### CONSIGNE
Dressez la liste de tous les pays et régions que le texte sur la perte des photographies de Marie-Laure De Decker associe à ses reportages.

### TEXTE À LIRE
© Marie-Laure de Decker
On parle des photographes martyrs sur le terrain du conflit, mais qu'en est-il du conflit d’intérêts ?
Les malversations se multiplient et les médias les passent sous silence. Hier Le Monde détruisait 50 000 photographies de l'argentin Daniel Mordzinsk qui en disait : "L'indignation et la peine me dévorent (…) mais je sais que vous comprendrez mon ennui et ma douleur.".
Le Monde n'est pas le premier, et ne sera malheureusement pas le dernier. En 2009, la fameuse agence Gamma reconnaissait avoir perdu toutes les images en couleur du grand reporter Marie-Laure De Decker.
Cette passionnée de la photographie la pratique depuis 1966. C'est toute l’histoire contemporaine qu'elle a capturé et inscrite sur sa pellicule. Le Vietnam, de 1970 à 1972, le Tchad du Nord en 1975, l'URSS, la Chine, le Mozambique et l'Afrique du Sud en 1985. Mais aussi la mode pour “Vogue”, les portraits de personnalités telles Marguerite Yourcenar et Duras, Orson Welles, Gainsbourg...
Une histoire égarée par Gamma, pour la modique somme d'1 million d'euros, maigre compensation à côté du travail de toute une vie. De Decker explique que « le juge est arrivé à ce chiffre en prenant en compte le nombre de rouleaux que j'avais apportés à l'organisme au fil des ans, avec l'hypothèse que chaque rouleau en vedette deux images. ».
Mais ce jugement n'est que le début d'une longue nage en eaux troubles. François Lochon, journaliste reporter et ancien photographe chez Gamma, rachète en 2010 le groupe Eyedea (Gamma-Rapho-Keystone etc.) en redressement judiciaire depuis 2009.
Les mésaventures s'enchainent, il crée la nouvelle société, dénommée « Gamma-Rapho » mais sans rembourser ce qu'il doit à présent à la photographe.
L'homme qui au commencement semblait empathique, affirme avoir 770 scans de ses photographies et lui propose de rechercher les originaux pour lui renvoyer. Mais la photographe ne vit jamais l'ombre d'un cliché.
Les péripétie sont stupéfiantes, filmiques, elles sont au moins une forme de réminiscence des clichés perdus. En effet, De Decker était photographe de tournages pour Maurice Pialat.

[Items d'étiquetage de contours]
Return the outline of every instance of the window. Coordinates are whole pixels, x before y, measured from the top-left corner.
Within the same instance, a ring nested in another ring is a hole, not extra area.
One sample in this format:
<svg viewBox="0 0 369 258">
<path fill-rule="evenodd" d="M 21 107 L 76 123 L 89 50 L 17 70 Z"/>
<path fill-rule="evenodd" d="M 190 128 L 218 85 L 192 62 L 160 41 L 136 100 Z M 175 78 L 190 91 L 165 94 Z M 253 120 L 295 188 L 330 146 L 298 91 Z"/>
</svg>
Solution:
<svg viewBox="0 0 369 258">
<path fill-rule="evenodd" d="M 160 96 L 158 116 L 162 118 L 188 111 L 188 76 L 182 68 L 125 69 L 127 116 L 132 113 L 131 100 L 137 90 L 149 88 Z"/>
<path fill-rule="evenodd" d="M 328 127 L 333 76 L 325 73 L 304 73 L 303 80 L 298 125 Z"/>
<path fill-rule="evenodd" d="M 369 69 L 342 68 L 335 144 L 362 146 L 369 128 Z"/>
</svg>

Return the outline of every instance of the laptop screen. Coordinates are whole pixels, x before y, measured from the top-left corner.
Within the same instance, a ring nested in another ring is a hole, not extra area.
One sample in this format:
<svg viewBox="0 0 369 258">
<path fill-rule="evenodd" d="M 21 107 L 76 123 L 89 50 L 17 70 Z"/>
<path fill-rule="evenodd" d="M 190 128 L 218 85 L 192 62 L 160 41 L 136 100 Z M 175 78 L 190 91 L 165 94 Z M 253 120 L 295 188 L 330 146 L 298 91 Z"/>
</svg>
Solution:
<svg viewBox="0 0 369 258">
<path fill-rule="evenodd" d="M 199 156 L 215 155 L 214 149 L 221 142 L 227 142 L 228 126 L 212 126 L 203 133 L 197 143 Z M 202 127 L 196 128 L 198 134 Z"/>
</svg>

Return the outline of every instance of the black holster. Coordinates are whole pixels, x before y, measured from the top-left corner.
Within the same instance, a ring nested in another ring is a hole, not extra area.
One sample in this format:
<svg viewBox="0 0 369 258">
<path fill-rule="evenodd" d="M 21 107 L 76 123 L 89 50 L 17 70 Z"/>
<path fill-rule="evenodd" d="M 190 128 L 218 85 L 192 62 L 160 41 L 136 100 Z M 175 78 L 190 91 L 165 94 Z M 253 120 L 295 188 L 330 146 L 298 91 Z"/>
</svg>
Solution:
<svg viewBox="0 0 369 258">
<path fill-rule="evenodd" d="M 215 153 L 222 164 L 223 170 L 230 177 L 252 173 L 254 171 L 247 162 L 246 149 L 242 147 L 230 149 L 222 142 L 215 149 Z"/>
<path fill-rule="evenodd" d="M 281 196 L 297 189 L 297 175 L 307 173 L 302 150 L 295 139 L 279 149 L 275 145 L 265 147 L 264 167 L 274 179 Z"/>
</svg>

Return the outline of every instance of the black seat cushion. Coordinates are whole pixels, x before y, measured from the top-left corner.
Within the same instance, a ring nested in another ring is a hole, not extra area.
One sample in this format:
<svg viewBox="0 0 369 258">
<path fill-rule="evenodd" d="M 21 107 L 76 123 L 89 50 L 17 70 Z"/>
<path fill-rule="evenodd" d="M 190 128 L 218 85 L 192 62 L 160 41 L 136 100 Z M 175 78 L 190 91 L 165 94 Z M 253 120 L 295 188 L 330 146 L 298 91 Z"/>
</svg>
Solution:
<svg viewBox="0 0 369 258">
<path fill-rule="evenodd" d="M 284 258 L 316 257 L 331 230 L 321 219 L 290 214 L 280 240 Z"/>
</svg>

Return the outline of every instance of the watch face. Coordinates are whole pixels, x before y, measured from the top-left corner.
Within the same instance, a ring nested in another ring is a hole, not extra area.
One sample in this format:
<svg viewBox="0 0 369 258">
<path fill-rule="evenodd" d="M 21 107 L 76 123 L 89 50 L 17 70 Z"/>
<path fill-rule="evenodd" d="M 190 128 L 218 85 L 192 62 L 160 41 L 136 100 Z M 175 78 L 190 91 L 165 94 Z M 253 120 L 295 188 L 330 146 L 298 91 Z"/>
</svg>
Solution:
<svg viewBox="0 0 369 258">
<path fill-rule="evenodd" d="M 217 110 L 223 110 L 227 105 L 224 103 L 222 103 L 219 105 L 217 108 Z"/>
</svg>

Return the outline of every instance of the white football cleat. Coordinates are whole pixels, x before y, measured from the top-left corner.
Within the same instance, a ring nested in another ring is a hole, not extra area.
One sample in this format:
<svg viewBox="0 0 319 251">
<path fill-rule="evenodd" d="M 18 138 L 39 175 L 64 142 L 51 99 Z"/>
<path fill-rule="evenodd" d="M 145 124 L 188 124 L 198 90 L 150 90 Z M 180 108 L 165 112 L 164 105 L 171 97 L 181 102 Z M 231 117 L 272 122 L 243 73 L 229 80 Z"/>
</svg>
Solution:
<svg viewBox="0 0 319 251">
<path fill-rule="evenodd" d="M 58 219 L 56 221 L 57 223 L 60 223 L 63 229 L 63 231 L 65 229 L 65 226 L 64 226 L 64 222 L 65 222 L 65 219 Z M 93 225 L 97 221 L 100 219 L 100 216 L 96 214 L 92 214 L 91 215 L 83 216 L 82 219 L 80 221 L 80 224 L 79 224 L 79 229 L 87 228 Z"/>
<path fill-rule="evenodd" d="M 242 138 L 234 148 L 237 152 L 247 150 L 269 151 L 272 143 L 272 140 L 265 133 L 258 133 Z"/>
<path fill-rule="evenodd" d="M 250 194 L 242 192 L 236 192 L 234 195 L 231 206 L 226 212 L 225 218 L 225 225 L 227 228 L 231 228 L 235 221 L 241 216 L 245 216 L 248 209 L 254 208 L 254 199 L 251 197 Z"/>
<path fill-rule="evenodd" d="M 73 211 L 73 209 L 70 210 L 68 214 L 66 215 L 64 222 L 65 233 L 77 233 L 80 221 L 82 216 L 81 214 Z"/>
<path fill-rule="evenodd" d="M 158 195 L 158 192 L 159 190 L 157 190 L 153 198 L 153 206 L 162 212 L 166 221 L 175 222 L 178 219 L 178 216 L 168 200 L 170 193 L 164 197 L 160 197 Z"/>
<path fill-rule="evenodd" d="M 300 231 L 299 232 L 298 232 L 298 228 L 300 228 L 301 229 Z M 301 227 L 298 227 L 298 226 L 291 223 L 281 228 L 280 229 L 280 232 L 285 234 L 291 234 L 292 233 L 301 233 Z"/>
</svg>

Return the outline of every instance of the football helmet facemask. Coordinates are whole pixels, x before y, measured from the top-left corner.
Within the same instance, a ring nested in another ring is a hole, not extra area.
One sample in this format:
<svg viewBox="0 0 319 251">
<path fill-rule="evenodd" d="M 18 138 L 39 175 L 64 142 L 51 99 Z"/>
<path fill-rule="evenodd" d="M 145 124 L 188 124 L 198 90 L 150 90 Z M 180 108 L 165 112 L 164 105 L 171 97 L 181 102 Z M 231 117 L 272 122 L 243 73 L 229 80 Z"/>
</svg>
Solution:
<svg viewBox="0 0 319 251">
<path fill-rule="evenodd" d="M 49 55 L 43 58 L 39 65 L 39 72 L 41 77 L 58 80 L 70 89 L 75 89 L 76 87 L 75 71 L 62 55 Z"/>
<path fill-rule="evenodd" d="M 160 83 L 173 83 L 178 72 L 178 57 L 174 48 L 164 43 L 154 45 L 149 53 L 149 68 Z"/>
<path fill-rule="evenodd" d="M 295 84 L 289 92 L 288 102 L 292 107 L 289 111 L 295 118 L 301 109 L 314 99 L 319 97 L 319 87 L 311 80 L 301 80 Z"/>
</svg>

### RÉSULTAT DE L'EXERCICE
Le Vietnam, le Tchad du Nord, l'URSS, la Chine, le Mozambique et l'Afrique du Sud.